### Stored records
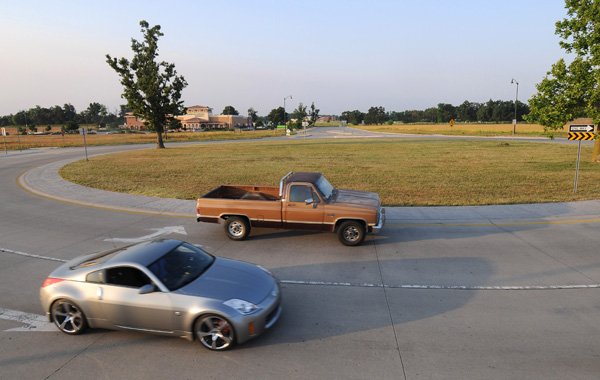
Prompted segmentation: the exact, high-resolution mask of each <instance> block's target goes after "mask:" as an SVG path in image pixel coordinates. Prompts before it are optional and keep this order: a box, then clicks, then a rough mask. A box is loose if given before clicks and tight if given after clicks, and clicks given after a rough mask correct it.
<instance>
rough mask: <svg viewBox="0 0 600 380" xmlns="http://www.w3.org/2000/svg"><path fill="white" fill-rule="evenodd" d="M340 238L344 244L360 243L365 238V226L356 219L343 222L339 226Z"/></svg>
mask: <svg viewBox="0 0 600 380" xmlns="http://www.w3.org/2000/svg"><path fill="white" fill-rule="evenodd" d="M338 238H339V239H340V242H342V244H344V245H348V246H354V245H359V244H360V243H362V241H363V240H364V239H365V226H364V225H363V224H362V223H360V222H356V221H354V220H349V221H346V222H343V223H342V224H340V227H339V228H338Z"/></svg>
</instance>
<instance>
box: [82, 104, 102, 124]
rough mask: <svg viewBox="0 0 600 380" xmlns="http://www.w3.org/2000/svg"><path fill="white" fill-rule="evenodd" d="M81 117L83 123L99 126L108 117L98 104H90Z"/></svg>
mask: <svg viewBox="0 0 600 380" xmlns="http://www.w3.org/2000/svg"><path fill="white" fill-rule="evenodd" d="M82 116H83V121H84V122H85V123H88V124H100V123H101V122H102V121H104V119H106V117H107V116H108V110H107V109H106V106H105V105H102V104H100V103H90V105H89V106H88V108H87V109H86V110H85V111H83V115H82Z"/></svg>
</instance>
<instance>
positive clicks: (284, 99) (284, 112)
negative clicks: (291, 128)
mask: <svg viewBox="0 0 600 380" xmlns="http://www.w3.org/2000/svg"><path fill="white" fill-rule="evenodd" d="M288 98H289V99H292V95H288V96H286V97H285V98H283V124H285V119H286V117H285V116H286V114H285V101H286V100H287V99H288Z"/></svg>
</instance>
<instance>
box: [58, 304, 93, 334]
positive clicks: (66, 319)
mask: <svg viewBox="0 0 600 380" xmlns="http://www.w3.org/2000/svg"><path fill="white" fill-rule="evenodd" d="M50 313H51V314H52V320H53V321H54V324H55V325H56V327H58V329H59V330H60V331H62V332H64V333H65V334H69V335H77V334H81V333H82V332H83V331H84V330H85V329H86V327H87V324H86V321H85V315H84V314H83V312H82V311H81V309H80V308H79V306H77V305H75V304H74V303H73V302H71V301H68V300H58V301H56V302H54V303H53V304H52V308H51V311H50Z"/></svg>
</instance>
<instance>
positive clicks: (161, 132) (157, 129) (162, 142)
mask: <svg viewBox="0 0 600 380" xmlns="http://www.w3.org/2000/svg"><path fill="white" fill-rule="evenodd" d="M156 149H165V143H164V142H163V141H162V128H156Z"/></svg>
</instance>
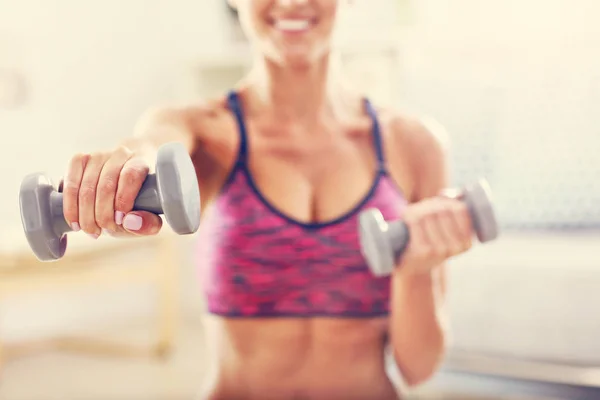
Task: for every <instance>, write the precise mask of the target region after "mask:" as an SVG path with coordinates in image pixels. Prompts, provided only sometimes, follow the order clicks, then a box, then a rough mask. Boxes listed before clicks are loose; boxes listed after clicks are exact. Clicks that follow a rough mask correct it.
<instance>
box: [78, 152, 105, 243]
mask: <svg viewBox="0 0 600 400" xmlns="http://www.w3.org/2000/svg"><path fill="white" fill-rule="evenodd" d="M105 160H106V156H105V155H103V154H94V155H92V156H91V157H90V160H89V161H88V163H87V166H86V168H85V171H84V172H83V178H82V179H81V186H80V188H79V224H80V225H81V229H82V230H83V231H84V232H86V233H87V234H89V235H90V236H92V237H94V238H98V237H99V236H100V234H101V233H102V229H101V228H100V227H99V226H98V224H97V223H96V211H95V208H96V194H97V189H98V181H99V179H100V174H101V172H102V167H103V165H104V162H105Z"/></svg>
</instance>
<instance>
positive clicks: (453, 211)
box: [435, 200, 463, 256]
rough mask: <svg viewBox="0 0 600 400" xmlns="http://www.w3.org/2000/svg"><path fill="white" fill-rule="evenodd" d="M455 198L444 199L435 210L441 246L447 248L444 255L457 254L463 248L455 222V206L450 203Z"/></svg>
mask: <svg viewBox="0 0 600 400" xmlns="http://www.w3.org/2000/svg"><path fill="white" fill-rule="evenodd" d="M450 202H455V200H446V201H444V203H443V204H441V205H440V210H439V211H437V212H436V214H435V218H436V219H437V221H436V222H437V229H438V234H439V236H440V239H441V241H442V242H443V246H444V247H445V248H446V249H447V253H446V254H445V255H446V256H450V255H454V254H458V253H460V252H461V251H462V250H463V236H462V235H461V232H460V231H459V227H458V225H457V223H456V219H457V218H456V216H455V208H456V207H452V203H450Z"/></svg>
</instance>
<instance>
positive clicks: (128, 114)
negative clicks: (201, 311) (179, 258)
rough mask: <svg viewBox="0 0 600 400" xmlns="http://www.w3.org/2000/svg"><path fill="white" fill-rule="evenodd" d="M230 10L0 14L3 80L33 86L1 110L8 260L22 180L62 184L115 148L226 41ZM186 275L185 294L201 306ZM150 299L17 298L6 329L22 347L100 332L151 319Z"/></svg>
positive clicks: (5, 238) (128, 293) (1, 207)
mask: <svg viewBox="0 0 600 400" xmlns="http://www.w3.org/2000/svg"><path fill="white" fill-rule="evenodd" d="M223 10H224V7H223V2H222V1H220V0H177V1H173V2H165V1H156V0H154V1H152V0H151V1H148V0H127V1H120V0H103V1H100V2H87V1H86V2H82V1H78V0H56V1H51V2H48V1H45V0H2V1H1V2H0V70H1V69H2V68H5V69H10V70H16V71H18V72H19V73H21V74H22V75H23V76H24V78H25V80H26V83H27V86H28V92H27V97H26V98H25V102H24V104H23V105H22V106H21V107H20V108H16V109H8V110H7V109H1V108H0V133H1V135H2V142H1V143H2V145H1V146H0V181H1V182H2V186H3V196H2V197H1V198H0V221H1V222H0V238H2V241H3V244H2V246H1V247H2V248H3V249H4V248H6V247H8V246H9V245H10V243H15V240H16V241H17V242H18V243H22V242H23V241H24V238H23V237H22V230H21V227H20V219H19V211H18V189H19V184H20V181H21V179H22V177H23V176H24V175H25V174H28V173H30V172H34V171H46V172H47V173H48V174H49V175H50V176H51V177H53V178H57V177H60V176H61V175H62V173H63V172H64V170H65V167H66V163H67V161H68V159H69V157H70V156H71V155H72V154H74V153H75V152H77V151H89V150H97V149H105V148H110V147H111V146H114V145H115V144H116V143H118V141H119V140H120V139H122V138H124V137H126V136H128V135H129V134H130V133H131V128H132V126H133V124H134V123H135V121H136V118H137V117H138V116H139V114H140V113H141V112H142V111H143V110H144V109H146V108H147V107H149V106H151V105H154V104H156V103H162V102H165V101H169V100H170V99H174V98H175V97H177V93H178V91H179V87H178V85H179V77H180V76H181V75H182V74H181V71H182V69H183V68H184V66H185V65H186V64H187V63H188V62H189V60H190V59H193V58H195V57H197V54H199V53H200V52H204V51H209V50H214V49H217V50H218V49H219V48H221V47H223V43H225V42H226V40H227V39H228V37H227V33H226V30H225V28H226V26H227V25H226V23H227V19H226V17H227V15H226V14H225V13H224V12H223ZM208 37H210V40H207V38H208ZM90 240H91V239H90ZM188 273H189V274H191V273H192V271H191V270H189V271H188V270H182V282H186V283H182V284H184V285H192V286H191V287H190V290H189V291H188V292H189V293H191V295H192V296H193V295H194V294H195V293H194V291H195V287H193V280H191V279H190V277H189V276H188V275H187V274H188ZM190 282H191V283H190ZM152 299H153V298H152V293H151V292H150V291H149V290H148V289H147V288H141V289H140V290H136V289H135V288H131V289H127V290H113V291H110V292H104V291H94V290H85V291H84V292H83V293H81V292H77V293H75V294H68V293H63V294H58V293H57V294H50V295H43V296H42V295H40V296H35V297H28V298H27V299H25V298H23V299H21V298H19V299H14V300H10V301H5V302H3V304H2V305H1V306H0V318H1V319H0V322H1V327H0V328H1V330H2V335H3V336H4V337H8V338H11V339H17V338H21V337H25V336H32V335H33V336H35V335H45V334H49V333H52V332H61V331H62V330H63V329H66V330H70V329H72V328H77V329H79V328H82V327H85V326H91V325H93V324H98V325H102V324H103V323H104V322H103V321H105V320H106V319H118V320H127V319H129V318H132V317H138V316H144V315H146V314H147V313H149V312H150V311H151V310H152V304H153V301H152ZM192 304H196V303H195V302H194V303H192Z"/></svg>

### What to work on
Find every line in the entries above that contains the string "positive", matching case, and copy each of those lines.

### Task solution
positive clicks: (284, 99) (284, 112)
positive clicks: (66, 319)
positive clicks: (161, 132) (157, 129) (162, 142)
positive clicks: (453, 211)
positive clicks: (128, 114)
positive clicks: (5, 238) (128, 293) (1, 207)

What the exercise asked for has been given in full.